**Texto fornecido**

O feminismo branco não abandona os hábitos aristocráticos e racistas. Há feministas brancas abertas ao diálogo com as pautas que envolvem mulheres negras, entretanto as mesmas tem um limite de atuação que não ultrapassa a linha do pacto narcísico da branquitude, então não irão confrontar as irmãs brancas, serão sempre cordiais, por mais que discordem. No livro Ain’t I Woman: Black Women and feminism (1981) bell hooks faz importantes reflexões, uma delas é o fato de que em dado momento da história americana as mulheres brancas discursivamente se igualaram aos negros para dizer que também eram oprimidas e também houve o momento em que as mesmas se indignaram pelo fato dos homens brancos não terem estabelecido com elas uma solidariedade racial quando “forneceram” aos homens negros o direito ao sufrágio. No contexto brasileiro pouco sem tem informações/ registros sobre estes conflitos ligados ao voto, entretanto quando se ver as fotografias que registram o momento histórico do direito ao voto feminino de 1932 pode ser visto homens brancos, mas não se ver mulheres negras.
Outra questão levantada por hooks e que vejo ser reproduzido até hoje e também no contexto brasileiro é o fato de quando se fala de minorias sociais a partir das categorias “mulheres, negros, etc”, o modo como é empregada a categoria “mulheres” deixa a entender que se refere apenas as mulheres brancas e a categoria “negro” apenas aos homens negros, onde ficam as mulheres negras referenciadas neste discurso? Se ver certas exigências do feminismo acerca da linguagem configurada em torno do masculino, sabem bem estas mulheres, as brancas, que a linguagem tem o poder enorme de criar imaginários individuais e coletivos.
Li recentemente a entrevista “A história contada no corpo – Mulheres: Ontem, Hoje e Amanhã” publicado no site da Natura cuja entrevistada foi a teórica feminista Mary Del Priore, organizadora do livro “História das mulheres no Brasil”. Não tomei grandes sustos com a entrevista, pois atendeu minhas expectativas e manifestou aquela velha universalidade branca que se impõem como representativa de todas as outras universalidades. Na entrevista, após ter mencionado acerca da nudez das “índias brasileiras” como algo derivado de sua pobreza, Mary expressa o seguinte:
Império, a mulher combina despojamento e falta de vaidade com a chegada de produtos de perfumaria importados da Europa. Embora fosse proibida de olhar no espelho e até na água do banho para não alimentar vaidades, ela começa a se perfumar, a passar pós de arroz e a cuidar da silhueta usando corset.

**Material extraído**

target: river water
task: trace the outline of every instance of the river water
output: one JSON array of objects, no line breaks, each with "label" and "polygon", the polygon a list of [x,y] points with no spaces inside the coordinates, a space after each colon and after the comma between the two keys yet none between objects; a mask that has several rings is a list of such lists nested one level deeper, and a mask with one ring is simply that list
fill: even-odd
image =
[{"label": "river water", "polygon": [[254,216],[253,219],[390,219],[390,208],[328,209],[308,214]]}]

**Instruções de trabalho**
A: Responda com base no texto sobre feminismo e mulheres negras:
(i) Em que ano saiu o livro Ain’t I Woman: Black Women and feminism?
(ii) Em que site foi publicada a entrevista com Mary Del Priore?
(iii) Que livro Mary Del Priore organizou?
B: Digite de novo o trecho do texto sobre feminismo e mulheres negras que começa nas palavras "Li recentemente a" e para depois de "silhueta usando corset.".
Os registros não têm nenhum papel nesta atividade.

**As respostas**
A:
(i) 1981.
(ii) No site da Natura.
(iii) “História das mulheres no Brasil”.

B:
Li recentemente a entrevista “A história contada no corpo – Mulheres: Ontem, Hoje e Amanhã” publicado no site da Natura cuja entrevistada foi a teórica feminista Mary Del Priore, organizadora do livro “História das mulheres no Brasil”. Não tomei grandes sustos com a entrevista, pois atendeu minhas expectativas e manifestou aquela velha universalidade branca que se impõem como representativa de todas as outras universalidades. Na entrevista, após ter mencionado acerca da nudez das “índias brasileiras” como algo derivado de sua pobreza, Mary expressa o seguinte:
Império, a mulher combina despojamento e falta de vaidade com a chegada de produtos de perfumaria importados da Europa. Embora fosse proibida de olhar no espelho e até na água do banho para não alimentar vaidades, ela começa a se perfumar, a passar pós de arroz e a cuidar da silhueta usando corset.